> SUPPLIED TEXT
........
Downloading Corpus Files

The source base for A Gospel of Health and Salvation is the collection of scanned periodicals produced by the Office of Archives, Statistics, and Research of the Seventh-day Adventist Church (SDA). That this collection of documents is openly available on the web has been fundamental to the success of this project. One of the greatest challenges for historical scholarship that seeks to leverage large digital collections is access to the relevant materials. While projects such as Chronicling America and resources such as the Digital Public Library of America are indispensable, many specialized resources are available only through proprietary databases and library subscriptions that impose limits on the ways scholars can interact with their resources.[^1]

The publishing of the digital periodicals on the open web by the SDA made it unnecessary for me to navigate through the firewalls (and legal land-mines) of using text from major library databases, a major boon for the digital project.[^3] And, although the site does not provide an API for accessing the documents, the structure of the pages is regular, making the site a good candidate for web scraping. However, relying on an organization to provide its own historical documents raises its own challenges. Due to the interests of the hosting organization, in this case the Seventh-day Adventist Church, the collection is shaped by and shapes a particular narrative of the denomination's history and development. For example, issues of Good Health, which was published by John Harvey Kellogg, are (almost entirely) dropped from the SDA's collection after 1907, which corresponds to the point when Kellogg was disfellowshipped from the denomination, even though Kellogg continued its publication into the 1940s.[^2] Such interests do not invalidate the usefulness of the collection, as all archives have limitations and goals, but those interests need to be acknowledged and taken into account in the analysis.

To determine the list of titles that applied to my time and regions of study, I browsed through all of the titles in the periodicals section of the site and compiled a list of titles that fit my geographic and temporal constraints. These are:

As this was my first technical task for the dissertation, my initial methods for identifying the URLs for the documents I wanted to download was rather manual. I saved an .html file for each index page that contained documents I wanted to download. I then passed those .html files to a script (similar to that recorded here) that used BeautifulSoup to extract the PDF ids, reconstruct the URLs, and write the URLs to a new text file, scrapeList.txt. After manually deleting the URLs to any documents that were out of range, I then passed the scrapeList.txt file to wget using the following syntax:[^4]

wget -i scrapeList.txt -w 2 --limit-rate=200k

I ran this process for each of the periodical titles included in this study. It took approximately a week to download all 13,000 files to my local machine. The resulting corpus takes up 27.19 GB of space.

This notebook reflects a more automated version of that process, created in 2017 to download missing documents. The example recorded here is for downloading the Sabbath School Quarterly collection, which I missed during my initial collection phase.
........
> WRITTEN INSTRUCTION
According to the text on downloading corpus files, how much storage space does the resulting corpus occupy?

> DATA SHOWN
........
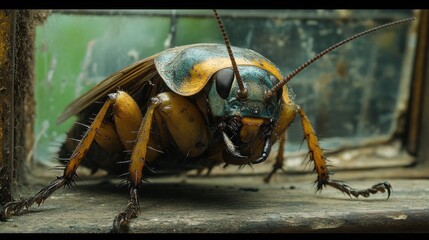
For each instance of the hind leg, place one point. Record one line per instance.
........
> RESULT FOR THIS EXERCISE
27.19 GB